======== RECORDS FOR THE EXERCISE

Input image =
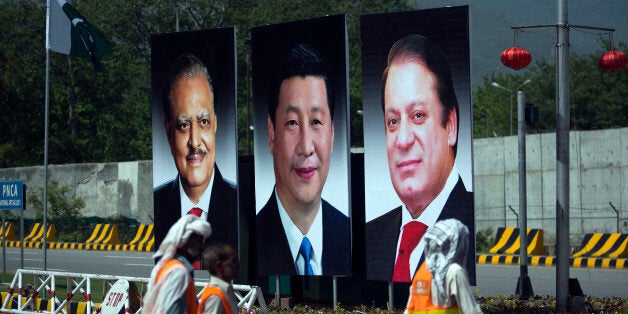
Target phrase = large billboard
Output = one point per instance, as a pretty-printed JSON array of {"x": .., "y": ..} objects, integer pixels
[
  {"x": 300, "y": 79},
  {"x": 417, "y": 135},
  {"x": 193, "y": 80}
]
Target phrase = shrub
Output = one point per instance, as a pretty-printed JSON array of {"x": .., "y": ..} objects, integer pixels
[{"x": 484, "y": 240}]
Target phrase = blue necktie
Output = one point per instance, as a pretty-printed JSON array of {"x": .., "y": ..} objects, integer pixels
[{"x": 306, "y": 251}]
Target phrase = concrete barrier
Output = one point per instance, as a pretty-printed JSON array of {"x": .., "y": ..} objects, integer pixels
[{"x": 42, "y": 304}]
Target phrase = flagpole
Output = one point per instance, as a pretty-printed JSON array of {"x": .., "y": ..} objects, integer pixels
[{"x": 46, "y": 132}]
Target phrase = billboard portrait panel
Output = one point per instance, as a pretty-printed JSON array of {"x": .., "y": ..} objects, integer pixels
[
  {"x": 417, "y": 135},
  {"x": 193, "y": 84},
  {"x": 300, "y": 79}
]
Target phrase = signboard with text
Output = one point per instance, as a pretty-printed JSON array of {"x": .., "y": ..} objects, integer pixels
[{"x": 12, "y": 195}]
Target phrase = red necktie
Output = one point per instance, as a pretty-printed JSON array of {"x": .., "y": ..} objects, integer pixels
[
  {"x": 195, "y": 211},
  {"x": 410, "y": 237}
]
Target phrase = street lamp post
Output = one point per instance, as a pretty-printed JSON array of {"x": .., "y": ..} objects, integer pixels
[{"x": 511, "y": 91}]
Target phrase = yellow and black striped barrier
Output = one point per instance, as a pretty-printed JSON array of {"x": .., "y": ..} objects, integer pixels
[
  {"x": 143, "y": 241},
  {"x": 37, "y": 233},
  {"x": 613, "y": 245},
  {"x": 104, "y": 237},
  {"x": 8, "y": 231},
  {"x": 507, "y": 241},
  {"x": 576, "y": 262}
]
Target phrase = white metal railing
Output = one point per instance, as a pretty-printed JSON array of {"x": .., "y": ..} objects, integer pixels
[{"x": 81, "y": 284}]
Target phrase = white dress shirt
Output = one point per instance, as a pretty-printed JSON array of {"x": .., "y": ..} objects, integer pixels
[
  {"x": 294, "y": 235},
  {"x": 428, "y": 217},
  {"x": 203, "y": 202}
]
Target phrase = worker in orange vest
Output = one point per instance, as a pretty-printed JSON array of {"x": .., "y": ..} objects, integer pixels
[
  {"x": 171, "y": 285},
  {"x": 222, "y": 262},
  {"x": 441, "y": 285}
]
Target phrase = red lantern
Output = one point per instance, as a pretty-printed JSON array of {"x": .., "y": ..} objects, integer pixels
[
  {"x": 516, "y": 58},
  {"x": 613, "y": 60}
]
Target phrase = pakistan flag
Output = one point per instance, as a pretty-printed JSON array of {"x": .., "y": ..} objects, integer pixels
[{"x": 71, "y": 34}]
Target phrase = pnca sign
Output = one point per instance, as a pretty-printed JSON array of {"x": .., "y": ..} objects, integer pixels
[{"x": 12, "y": 195}]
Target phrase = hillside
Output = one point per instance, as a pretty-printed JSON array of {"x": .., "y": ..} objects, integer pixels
[{"x": 491, "y": 33}]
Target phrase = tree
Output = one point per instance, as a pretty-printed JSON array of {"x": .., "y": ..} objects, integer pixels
[{"x": 107, "y": 117}]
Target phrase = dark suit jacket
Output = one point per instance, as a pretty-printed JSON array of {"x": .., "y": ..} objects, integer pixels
[
  {"x": 273, "y": 251},
  {"x": 382, "y": 235},
  {"x": 223, "y": 213}
]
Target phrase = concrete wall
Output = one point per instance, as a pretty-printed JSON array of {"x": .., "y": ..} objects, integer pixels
[
  {"x": 598, "y": 176},
  {"x": 108, "y": 189}
]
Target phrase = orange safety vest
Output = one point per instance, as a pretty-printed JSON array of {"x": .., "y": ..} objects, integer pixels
[
  {"x": 190, "y": 293},
  {"x": 420, "y": 298},
  {"x": 210, "y": 291}
]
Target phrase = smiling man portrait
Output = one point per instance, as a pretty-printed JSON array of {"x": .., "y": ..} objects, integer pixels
[
  {"x": 298, "y": 232},
  {"x": 190, "y": 125},
  {"x": 421, "y": 125}
]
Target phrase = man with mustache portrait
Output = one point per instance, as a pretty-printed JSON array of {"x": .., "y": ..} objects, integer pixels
[
  {"x": 421, "y": 125},
  {"x": 190, "y": 125}
]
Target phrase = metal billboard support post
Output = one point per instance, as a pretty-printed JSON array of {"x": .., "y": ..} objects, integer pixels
[
  {"x": 524, "y": 285},
  {"x": 4, "y": 247},
  {"x": 335, "y": 292},
  {"x": 563, "y": 301},
  {"x": 562, "y": 159},
  {"x": 391, "y": 299}
]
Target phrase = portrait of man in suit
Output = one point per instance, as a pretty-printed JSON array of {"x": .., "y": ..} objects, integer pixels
[
  {"x": 298, "y": 232},
  {"x": 421, "y": 125},
  {"x": 190, "y": 125}
]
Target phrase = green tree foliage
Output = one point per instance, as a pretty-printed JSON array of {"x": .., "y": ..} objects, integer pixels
[
  {"x": 597, "y": 98},
  {"x": 107, "y": 117}
]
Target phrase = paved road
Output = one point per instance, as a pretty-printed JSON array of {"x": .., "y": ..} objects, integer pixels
[{"x": 492, "y": 280}]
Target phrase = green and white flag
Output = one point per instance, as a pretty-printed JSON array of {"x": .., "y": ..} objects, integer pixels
[{"x": 71, "y": 34}]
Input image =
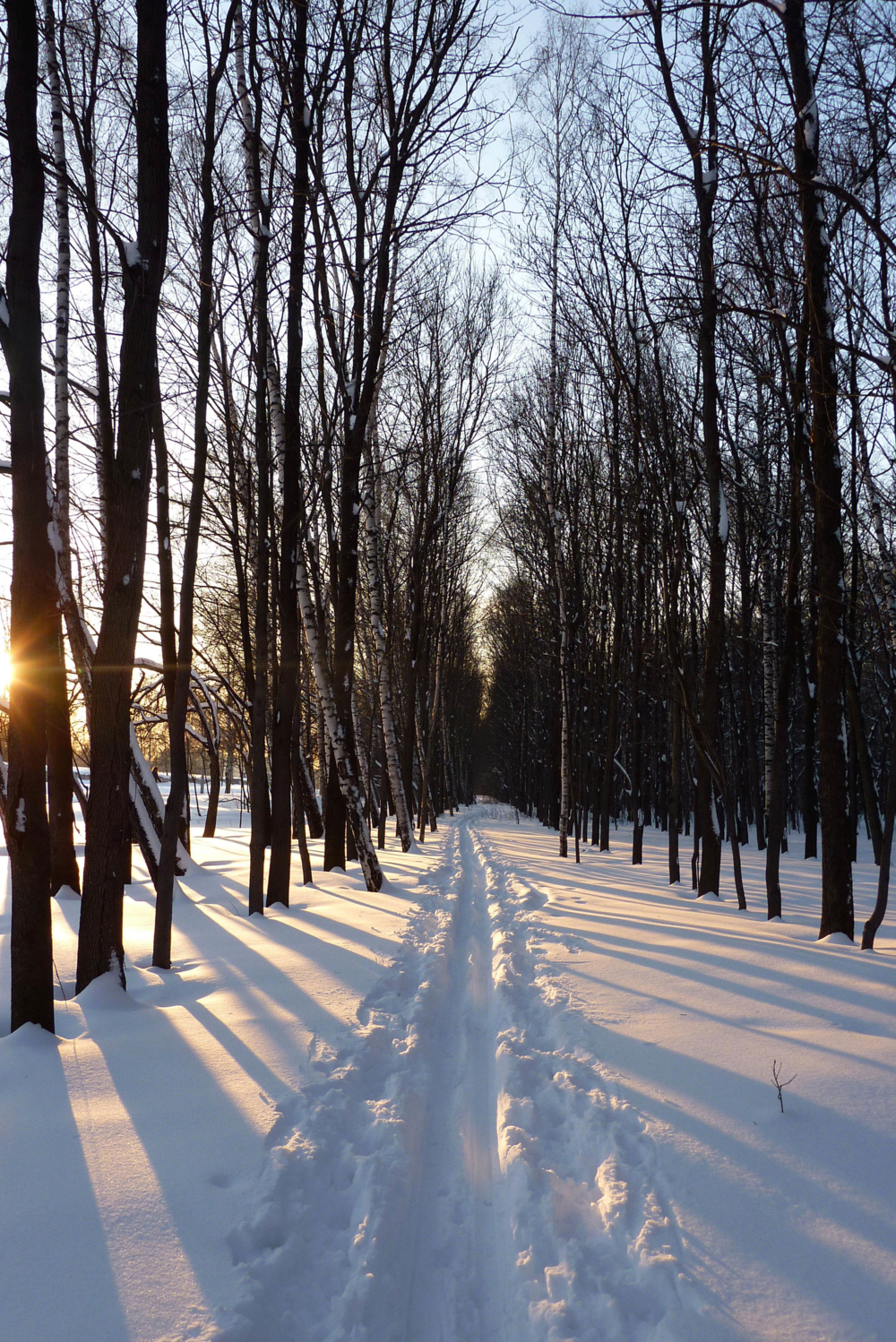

================

→ **GOAL**:
Count the lines in the rows above that contain the string "suit", treating uppercase and lowercase as different. Reply with the number only.

→ **THE SOLUTION**:
2